___ Task input

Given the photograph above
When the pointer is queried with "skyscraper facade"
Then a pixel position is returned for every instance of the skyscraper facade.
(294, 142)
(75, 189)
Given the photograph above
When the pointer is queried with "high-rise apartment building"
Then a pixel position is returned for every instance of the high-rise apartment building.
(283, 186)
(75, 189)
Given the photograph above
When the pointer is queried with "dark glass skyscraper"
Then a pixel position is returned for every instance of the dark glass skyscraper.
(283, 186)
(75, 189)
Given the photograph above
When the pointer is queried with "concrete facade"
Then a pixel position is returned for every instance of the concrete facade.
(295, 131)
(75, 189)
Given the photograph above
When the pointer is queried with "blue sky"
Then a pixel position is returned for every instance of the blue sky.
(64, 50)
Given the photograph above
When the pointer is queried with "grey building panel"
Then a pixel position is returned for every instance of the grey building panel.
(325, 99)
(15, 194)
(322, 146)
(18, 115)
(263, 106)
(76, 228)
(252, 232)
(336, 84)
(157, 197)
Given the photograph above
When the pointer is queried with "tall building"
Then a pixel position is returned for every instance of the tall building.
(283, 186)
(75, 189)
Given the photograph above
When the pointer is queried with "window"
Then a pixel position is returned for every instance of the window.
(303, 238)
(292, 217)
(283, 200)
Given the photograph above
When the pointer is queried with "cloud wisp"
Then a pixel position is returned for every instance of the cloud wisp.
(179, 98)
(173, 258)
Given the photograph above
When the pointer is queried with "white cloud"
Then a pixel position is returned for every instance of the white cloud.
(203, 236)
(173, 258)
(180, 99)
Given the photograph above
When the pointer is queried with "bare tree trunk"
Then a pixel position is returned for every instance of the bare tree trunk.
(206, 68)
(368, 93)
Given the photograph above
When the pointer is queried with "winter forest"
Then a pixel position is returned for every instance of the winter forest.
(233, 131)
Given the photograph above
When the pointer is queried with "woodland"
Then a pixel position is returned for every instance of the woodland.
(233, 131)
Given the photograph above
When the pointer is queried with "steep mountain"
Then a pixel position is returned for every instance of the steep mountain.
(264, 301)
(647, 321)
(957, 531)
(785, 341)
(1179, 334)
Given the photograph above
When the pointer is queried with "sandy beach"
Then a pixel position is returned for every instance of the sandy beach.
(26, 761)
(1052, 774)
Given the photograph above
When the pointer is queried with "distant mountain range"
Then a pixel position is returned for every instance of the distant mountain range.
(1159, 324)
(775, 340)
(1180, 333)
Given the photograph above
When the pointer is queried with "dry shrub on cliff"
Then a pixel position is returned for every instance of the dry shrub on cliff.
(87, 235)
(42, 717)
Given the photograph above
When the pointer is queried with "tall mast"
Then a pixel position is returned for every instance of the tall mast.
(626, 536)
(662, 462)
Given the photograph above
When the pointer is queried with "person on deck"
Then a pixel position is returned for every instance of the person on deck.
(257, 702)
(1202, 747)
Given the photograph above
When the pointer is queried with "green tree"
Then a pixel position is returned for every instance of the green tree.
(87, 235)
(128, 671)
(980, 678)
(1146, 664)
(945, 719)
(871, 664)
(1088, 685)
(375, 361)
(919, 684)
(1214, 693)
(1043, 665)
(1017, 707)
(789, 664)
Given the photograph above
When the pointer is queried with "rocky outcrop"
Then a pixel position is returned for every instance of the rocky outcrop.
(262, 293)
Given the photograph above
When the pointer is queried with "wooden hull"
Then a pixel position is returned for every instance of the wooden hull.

______

▶ [Task brief]: Copy out each record exactly as given, omitting none.

▶ [Right answer]:
Given the photograph above
When the pointer is queried with "skyscraper facade"
Then a pixel position is returned for every instance of the skyscraper facade.
(294, 142)
(75, 189)
Given the photograph above
When the pointer is queried with "high-rise apartment building"
Then a pixel position is returned for every instance of the high-rise apartment building.
(283, 186)
(75, 189)
Given the photograph above
When the pointer is queried with "dark glass skyscraper"
Then a pixel position is returned for every instance of the dark glass skyscraper.
(283, 186)
(75, 189)
Given the photograph above
When the pointer is queried with "concrete facade"
Then a pixel position is returned for every instance of the concrete facade.
(295, 131)
(75, 189)
Given the photograph above
When the pointer is queried with "blue sky"
Then a pixel position is returned for every instance of the blue sky.
(64, 50)
Given the photograph above
When the pointer is queried with "grey building panel"
Then a pixel position is returned for every instance of the grey building panel.
(325, 99)
(15, 194)
(322, 146)
(18, 115)
(263, 106)
(76, 228)
(252, 232)
(336, 84)
(157, 197)
Given the photograph above
When the pointer is queried with "tall building"
Then a pixel position is returned for every instance of the tall building.
(283, 186)
(75, 189)
Given the photograph above
When the pointer is queried with "window"
Then a pixel position is returned for every instance of the window.
(303, 238)
(292, 217)
(283, 200)
Given the photograph above
When the pointer is queried with "cloud wisp"
Then a pixel position is returned for every instance of the cloud wisp.
(179, 98)
(173, 258)
Given the photograph above
When the pointer is queried with "white cloud"
Then a pixel position is returned for every instance of the white cloud.
(203, 236)
(173, 258)
(180, 99)
Given the photograph above
When the pointer is queried with "bare tree trunk"
Then a pixel position is returned for every instance of the bare tree trunk.
(206, 68)
(368, 93)
Given the photograph above
When the pointer is queried with "winter forest"
Then a pixel position is returned for every instance of the winter forest.
(233, 131)
Given the photograph above
When the pointer is queried with "woodland"
Then a pixel position is returned for every instance of the woodland.
(233, 131)
Given the photograph above
When the pointer is queried with "steep mountain"
Then a pixel position is returned for every instance of the steep mountain.
(264, 301)
(647, 321)
(957, 531)
(785, 341)
(1179, 334)
Given the photograph above
When the pointer is queried with "sandy beach"
Then a pixel position is returned for every instance of the sandy beach.
(26, 761)
(1052, 774)
Given the photograph above
When the pointer is queried with "distant mountain range"
Then a pixel position is returned for every instance of the distant mountain range.
(1159, 324)
(775, 340)
(1180, 333)
Given the photograph above
When the pointer is queried with "dry shrub on cliff"
Then a pixel position is returned for every instance of the dry shrub on cliff.
(87, 235)
(42, 717)
Given the photograph above
When the pointer is queried with "tall mast"
Then a pixel position is returned for every instance of the tall mast.
(626, 536)
(662, 462)
Given the photograph above
When the pointer is queried with "person on deck"
Then a pixel position is returned for every instance of the person on deck.
(257, 702)
(1202, 747)
Given the photograph above
When the pointer is queried with "green tree"
Then a pixel position is returned for every instance of the green tree.
(87, 235)
(128, 671)
(980, 678)
(1146, 664)
(945, 719)
(871, 664)
(1088, 685)
(375, 361)
(919, 684)
(1214, 693)
(1043, 665)
(1017, 707)
(789, 664)
Given the photograph above
When the pointer is queried with "rocky outcrop"
Then a pixel position is returned for every instance of the rocky outcrop.
(262, 293)
Given the photograph above
When the pointer is queried with "wooden hull"
Then a pixel position is returned for every instance of the wooden hull.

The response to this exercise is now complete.